_STORED DATA_
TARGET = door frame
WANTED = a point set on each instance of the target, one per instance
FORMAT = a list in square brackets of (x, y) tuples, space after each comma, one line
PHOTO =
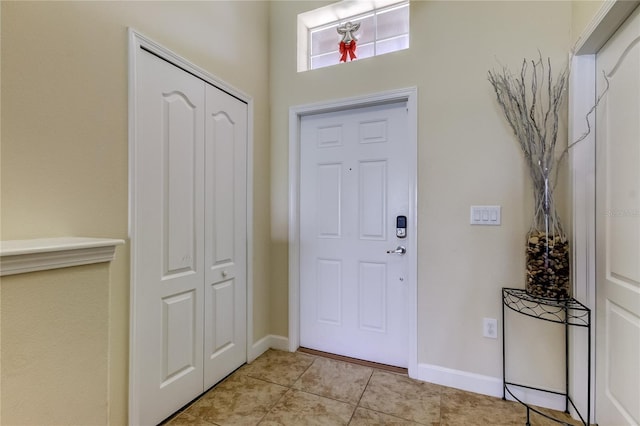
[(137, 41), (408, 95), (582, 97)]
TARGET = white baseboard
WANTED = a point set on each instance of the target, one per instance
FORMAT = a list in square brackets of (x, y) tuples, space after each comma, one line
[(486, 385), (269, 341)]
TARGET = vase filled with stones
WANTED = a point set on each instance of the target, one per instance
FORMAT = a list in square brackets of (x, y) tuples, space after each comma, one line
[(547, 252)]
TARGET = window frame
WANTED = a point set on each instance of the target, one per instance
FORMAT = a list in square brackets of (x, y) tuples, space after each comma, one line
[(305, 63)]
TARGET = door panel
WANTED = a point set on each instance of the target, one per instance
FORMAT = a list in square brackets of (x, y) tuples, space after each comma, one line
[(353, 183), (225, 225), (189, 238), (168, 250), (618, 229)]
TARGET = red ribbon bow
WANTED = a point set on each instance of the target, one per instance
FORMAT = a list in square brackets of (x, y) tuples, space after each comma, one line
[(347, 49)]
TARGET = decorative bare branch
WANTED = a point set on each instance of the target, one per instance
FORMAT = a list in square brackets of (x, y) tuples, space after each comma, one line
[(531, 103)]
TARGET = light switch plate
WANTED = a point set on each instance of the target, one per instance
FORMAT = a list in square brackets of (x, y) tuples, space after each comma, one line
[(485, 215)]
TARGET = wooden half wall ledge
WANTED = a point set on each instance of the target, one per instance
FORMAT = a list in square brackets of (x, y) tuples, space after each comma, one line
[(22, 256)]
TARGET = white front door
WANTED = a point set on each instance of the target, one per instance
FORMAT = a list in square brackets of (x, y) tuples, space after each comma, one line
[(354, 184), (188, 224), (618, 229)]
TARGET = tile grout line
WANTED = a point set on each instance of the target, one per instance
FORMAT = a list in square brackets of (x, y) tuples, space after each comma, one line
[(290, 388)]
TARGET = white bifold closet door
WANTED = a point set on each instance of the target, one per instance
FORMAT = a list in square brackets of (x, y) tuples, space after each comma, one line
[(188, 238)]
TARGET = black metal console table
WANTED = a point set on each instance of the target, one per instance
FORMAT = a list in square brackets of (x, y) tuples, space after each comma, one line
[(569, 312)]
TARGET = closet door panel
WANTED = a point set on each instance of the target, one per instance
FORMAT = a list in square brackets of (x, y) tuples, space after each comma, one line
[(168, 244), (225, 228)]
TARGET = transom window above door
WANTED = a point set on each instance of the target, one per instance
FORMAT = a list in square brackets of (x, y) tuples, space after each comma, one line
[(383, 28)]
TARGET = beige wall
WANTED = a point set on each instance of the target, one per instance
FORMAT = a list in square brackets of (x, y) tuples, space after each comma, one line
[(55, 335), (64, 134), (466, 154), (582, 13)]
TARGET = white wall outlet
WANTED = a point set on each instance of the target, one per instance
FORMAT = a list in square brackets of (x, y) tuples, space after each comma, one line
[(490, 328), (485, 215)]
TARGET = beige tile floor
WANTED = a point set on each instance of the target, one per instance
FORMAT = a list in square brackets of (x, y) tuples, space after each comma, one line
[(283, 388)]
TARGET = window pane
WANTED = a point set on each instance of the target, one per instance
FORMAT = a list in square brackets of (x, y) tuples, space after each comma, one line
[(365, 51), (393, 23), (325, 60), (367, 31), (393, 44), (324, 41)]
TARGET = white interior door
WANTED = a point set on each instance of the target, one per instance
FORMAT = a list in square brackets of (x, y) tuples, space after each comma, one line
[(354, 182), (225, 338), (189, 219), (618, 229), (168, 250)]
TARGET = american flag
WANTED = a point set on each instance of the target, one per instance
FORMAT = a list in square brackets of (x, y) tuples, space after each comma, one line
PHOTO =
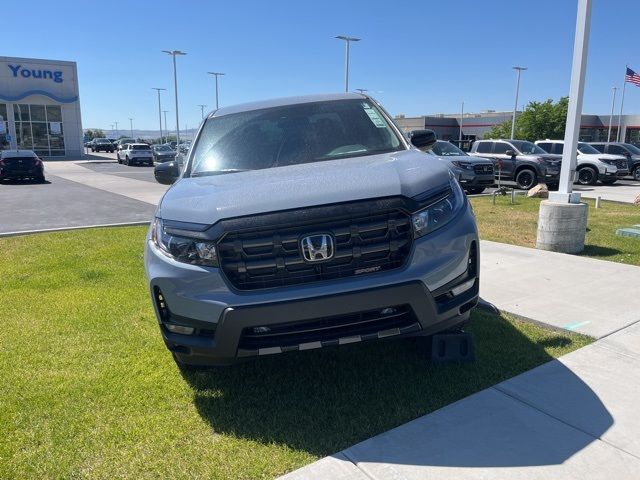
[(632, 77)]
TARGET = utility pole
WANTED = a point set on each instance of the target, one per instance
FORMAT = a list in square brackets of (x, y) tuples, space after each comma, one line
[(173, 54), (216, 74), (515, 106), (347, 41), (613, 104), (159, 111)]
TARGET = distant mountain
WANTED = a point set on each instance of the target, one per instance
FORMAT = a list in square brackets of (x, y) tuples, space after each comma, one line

_DIRECTIONS_
Copy all of the records above line for line, without the pictures.

_FINISHED EXERCISE_
TARGET = door frame
WANTED = a point set on each instance of the target, one per instance
FORMAT = a list in square brackets of (x, y) tuples, space after each comma, one line
PHOTO =
[(137, 41), (408, 95), (582, 97)]
TARGET = white baseboard
WANTED = a point set on each instance of the target, one per instance
FORMAT = a list in square brackets of (x, y) tuples, space after each comma, one line
[(486, 385), (269, 341)]
TARGET = vase filled with stones
WANTED = a point set on each instance of the target, one per instance
FORMAT = a list in square brackets of (x, y) tuples, space after each comma, one line
[(547, 252)]
TARGET = window frame
WANTED = a point set on each instance of the target, one per instance
FORMAT = a list in square brackets of (x, y) tuples, space after each comma, one line
[(305, 63)]
TARGET = door panel
WANTED = a point set on each instance of the target, one per instance
FORMAT = a list in square brackets of (x, y) tuples, space after each comma, one line
[(353, 183), (225, 225), (189, 238), (168, 250), (618, 229)]
TARGET = red ribbon bow
WANTED = a point set on each instance of the target, one per instance
FORMAT = a list in square brackets of (x, y) tuples, space after each comma, one line
[(347, 49)]
TARGET = decorative bare branch
WANTED = a point set on each instance of the target, one per instance
FORMAT = a list in square brackets of (x, y) tuples, space after each comma, one line
[(531, 103)]
TARGET = light switch plate
WANTED = a point set on each instance of the target, one per instance
FORMAT = a list in square brackets of (x, y) tuples, space after each comma, one line
[(485, 215)]
TARGET = wooden half wall ledge
WANTED = a point set on each instance of the target, one per instance
FORMAT = a list in square brackets of (x, y) tuples, space after each comma, one line
[(22, 256)]
TARGET = white front door
WANTED = a point set on each instance of the target, one per instance
FORMAT = a list in square brackets of (x, y) tuples, space after each comma, one line
[(354, 184), (188, 224), (618, 229)]
TARGET = tile grout line
WANTED = a point set on each instance of the target, one per instance
FORMAT = a list in square brackets of (x, y) tuples, space after each comma, one line
[(290, 388)]
TARGET = white bifold closet door
WANTED = a point set on each instance of the target, one per instance
FORMAT = a list in square brackets of (x, y) tuples, space after each comma, one line
[(188, 238)]
TARGET = black metal console table
WANTED = a point set on each instance of the target, one per instance
FORMAT = a list in square brackets of (x, y) tuples, space after each comma, one line
[(569, 312)]
TARGET = closet door panel
WANTED = a point set on each instance of the target, one per instance
FORMAT = a list in square brackets of (x, y) tuples, space after each comma, one line
[(168, 244), (225, 228)]
TARGET = transom window above door
WANTED = a point set on each instance of the target, one per instance
FORMAT = a list in square brackets of (x, y) tuples, space after each comma, one line
[(383, 28)]
TARGET = beige wall
WANTED = a point set on each instance of the target, one per instance
FORMAT = a list in square brackets of (x, y) tuples, space after each comma, one line
[(55, 335), (64, 134), (466, 154), (582, 13)]
TARGET = white wall outlet
WANTED = a point set on each instance of the target, one per instance
FORMAT = a list in square brackets of (x, y) tuples, space after each comma, one line
[(490, 328), (485, 215)]
TARGET = beige tile floor
WANTED = a point set on each instance of the target, one per instance
FORMAT = a list in square brackets of (x, y) tuples, space after each comma, one line
[(283, 388)]
TARGET = window pane
WANTED = a point set on each instance of the target, one per instance
FORMAT = a list in square brackets of (x, y) tuples, space after each comma, one line
[(365, 51), (393, 23), (325, 60), (367, 31), (393, 44), (324, 41)]
TARGET = white interior door
WANTED = a point set on each instance of the target, one per instance
FORMAT = a list in square brackets of (x, y) tuples, space after each comma, one line
[(354, 182), (225, 338), (189, 219), (618, 229), (168, 250)]
TARGET = american flag
WANTED = a point set on each instance of the target, one per instance
FORMAT = a list in square brackets of (x, y) tuples, space after each comma, one line
PHOTO =
[(632, 77)]
TARGET = utility pole
WANTED = a point set on each instance of the target, one per instance
FORMAT = a list in square brackets of (x, y) tuples, space after each comma, one line
[(173, 54), (216, 74), (515, 106), (347, 41), (613, 104), (159, 111)]
TARGET = distant mountain
WANTED = a point set on each instance of the target, one per instance
FORMAT = a list in square brackets of (x, y) tuples, space after each comma, one line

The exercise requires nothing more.